**DIRECTION:** Copy out every one of the entries below, substituting "Exercise" for "Practice step" each time it occurs and leaving everything else untouched. Omit the pictures.

»»

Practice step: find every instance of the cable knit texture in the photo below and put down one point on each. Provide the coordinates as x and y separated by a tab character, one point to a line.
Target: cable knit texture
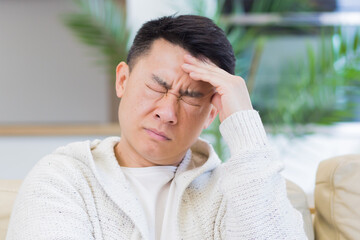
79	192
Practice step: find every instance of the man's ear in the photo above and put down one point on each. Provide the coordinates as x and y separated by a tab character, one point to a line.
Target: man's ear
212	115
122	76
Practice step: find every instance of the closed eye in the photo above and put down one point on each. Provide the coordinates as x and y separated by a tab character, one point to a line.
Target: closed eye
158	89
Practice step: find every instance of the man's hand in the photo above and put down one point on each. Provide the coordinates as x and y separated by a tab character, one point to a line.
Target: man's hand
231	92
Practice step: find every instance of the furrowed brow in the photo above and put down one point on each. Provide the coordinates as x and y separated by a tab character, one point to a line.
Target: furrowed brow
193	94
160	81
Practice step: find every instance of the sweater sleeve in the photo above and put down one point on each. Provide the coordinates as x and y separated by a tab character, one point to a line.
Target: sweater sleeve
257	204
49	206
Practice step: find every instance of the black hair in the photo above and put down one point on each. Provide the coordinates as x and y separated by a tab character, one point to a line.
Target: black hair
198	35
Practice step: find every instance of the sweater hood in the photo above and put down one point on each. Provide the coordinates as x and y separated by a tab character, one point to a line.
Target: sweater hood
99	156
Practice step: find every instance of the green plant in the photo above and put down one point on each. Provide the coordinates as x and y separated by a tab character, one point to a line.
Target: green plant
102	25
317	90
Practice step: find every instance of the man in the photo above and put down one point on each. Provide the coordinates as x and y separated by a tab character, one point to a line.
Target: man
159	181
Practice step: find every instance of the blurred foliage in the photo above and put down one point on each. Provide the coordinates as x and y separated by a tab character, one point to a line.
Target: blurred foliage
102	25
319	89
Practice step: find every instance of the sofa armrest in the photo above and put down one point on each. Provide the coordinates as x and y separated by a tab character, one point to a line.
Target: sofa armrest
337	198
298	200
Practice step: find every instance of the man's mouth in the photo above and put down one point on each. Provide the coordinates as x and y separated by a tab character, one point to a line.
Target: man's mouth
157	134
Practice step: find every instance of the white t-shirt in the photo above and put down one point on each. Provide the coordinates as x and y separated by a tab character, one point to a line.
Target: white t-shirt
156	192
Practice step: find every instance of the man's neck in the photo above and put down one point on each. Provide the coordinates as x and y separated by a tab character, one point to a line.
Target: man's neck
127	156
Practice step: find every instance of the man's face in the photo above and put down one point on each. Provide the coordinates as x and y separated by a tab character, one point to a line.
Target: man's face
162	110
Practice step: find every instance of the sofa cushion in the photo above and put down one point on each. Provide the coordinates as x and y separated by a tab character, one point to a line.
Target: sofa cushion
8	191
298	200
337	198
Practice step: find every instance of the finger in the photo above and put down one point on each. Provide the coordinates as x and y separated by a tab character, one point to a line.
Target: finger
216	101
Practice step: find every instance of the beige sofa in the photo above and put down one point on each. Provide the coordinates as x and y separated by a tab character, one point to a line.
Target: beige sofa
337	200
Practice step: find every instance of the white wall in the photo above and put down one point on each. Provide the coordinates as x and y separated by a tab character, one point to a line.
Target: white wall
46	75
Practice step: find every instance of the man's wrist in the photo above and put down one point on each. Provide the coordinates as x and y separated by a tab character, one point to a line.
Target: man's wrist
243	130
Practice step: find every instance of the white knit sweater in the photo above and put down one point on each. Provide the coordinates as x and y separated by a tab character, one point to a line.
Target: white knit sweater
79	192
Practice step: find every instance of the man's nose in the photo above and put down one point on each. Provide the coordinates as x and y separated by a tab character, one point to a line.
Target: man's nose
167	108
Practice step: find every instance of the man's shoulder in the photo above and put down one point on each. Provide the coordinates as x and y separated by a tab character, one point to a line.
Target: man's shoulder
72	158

««

**REPLY:**
Exercise: find every instance of the cable knit texture in the photo below and put down one point on each. Provide the coordinates as x and y separated by a tab character, one point to a line.
Target: cable knit texture
79	192
Exercise: find every instance of the man's ear in the photo above and put down one point on each. Provide the coordinates as x and y separated by a tab character, one point to a line.
Target: man's ear
212	115
122	76
Exercise: find every instance of the closed eye in the photo above and put down one point on each. Provide the coordinates as x and y separated by a tab character, one point to a line.
Target: closed eye
158	89
Exercise: find every instance of the man's hand in the photo above and put down one point on each. Provide the coordinates as x and y separated by a tab character, one point to a line.
Target: man's hand
231	92
Exercise: find every instance of the furrowed brow in the photo above and put down one point on each. Provide the coordinates as x and y separated by a tab character, one point to a line.
Target: furrowed brow
193	94
160	81
Exercise: find every instance of the sweater sleeve in the photo above and put down one point on each. Provide the coordinates as x and y separated by a tab character, one point to a line.
Target: sweater sleeve
257	204
49	206
Exercise: find every instance of the black hair in the photo above and put down one point on each. Provide the coordinates as x and y separated by a tab character, one point to a line.
Target: black hair
198	35
Exercise: find every instance of the sweater hood in the photo above and put down one point on each. Provide the coordinates as x and y separated by a tab character, one point to a line.
Target: sweater hood
99	156
Exercise: find every instance of the green plant in the photo above and put down one point on each. Provide the coordinates as x and y separated by a tab character, one point to a line.
Target: green plant
102	25
317	90
Exercise: find every instance of the man in the photo above and put down one point on each. Provide the coordinates as x and y separated by a tab character, one point to a line.
Target: man
159	181
Exercise: find every instance of the blurred foliage in the photo above and put down one point on each. Provide the coordinates as x and y separated by a tab character, one point to a line.
Target: blurred foliage
102	25
319	89
Exercise: find every instance of the sofa armrest in the photo above and put down one point on each. Provide the coordinates as x and y separated by a tab character, one point to a line.
Target: sofa armrest
337	198
298	200
Exercise: find every instance of the man's mouth in the photo above and put down one point on each. Provide the coordinates as x and y separated by a tab character, one point to a line.
Target: man's mouth
157	134
Exercise: find every instance of the white t-shirt in the photo above and put down one point on each. Provide the coordinates as x and y separated by a tab character, one point to a line.
Target: white t-shirt
156	192
Exercise: find every instance of the man's neck in the photo above and put down one point on each. Provide the coordinates as x and y separated by a tab character, one point to a line.
Target: man's neck
127	156
Exercise: find every instance of the man's face in the photo above and put down one point on each. Provide the coordinates as x and y separated by a tab character, one point to a line.
Target: man's face
162	110
Exercise: find every instance of the sofa cushion in the photo above and put down one point on each. Provide the coordinates as x and y separated by a tab character, one point to a line.
Target: sofa cushion
8	191
298	200
337	198
Exercise: find every instance of the finger in the photo above and put down one point on each. Provide the coordinates as x and y separated by a tab character, one point to a line.
Target: finger
216	101
Exercise: find every instance of the beige sofa in the photo above and put down one point on each. Provide the coordinates as x and y separated by a tab character, one point to a line.
Target: beige sofa
337	200
Exercise: find every instance of the white wall in the photo above and put down one point on each. Provide the coordinates as x and y separated by a tab character, one point to a line.
Target: white wall
46	75
Exercise: find every instance of the man's wrist in the photo above and put down one point on each. Provide the coordinates as x and y separated by a tab character, one point to a line.
Target: man's wrist
243	130
Exercise: find every instance of the white knit sweater in the photo above and put down one point on each. Provide the coordinates as x and y separated by a tab character, one point to a line.
Target: white knit sweater
79	192
Exercise: find every instance of the man's nose in the photo above and put down one point on each. Provide the coordinates as x and y separated by a tab character, one point to a line.
Target: man's nose
167	108
Exercise: find every instance of the man's shoulder in the photo above and put down one point on each. Provide the coordinates as x and y separated by a tab character, one point to a line.
Target: man's shoulder
72	158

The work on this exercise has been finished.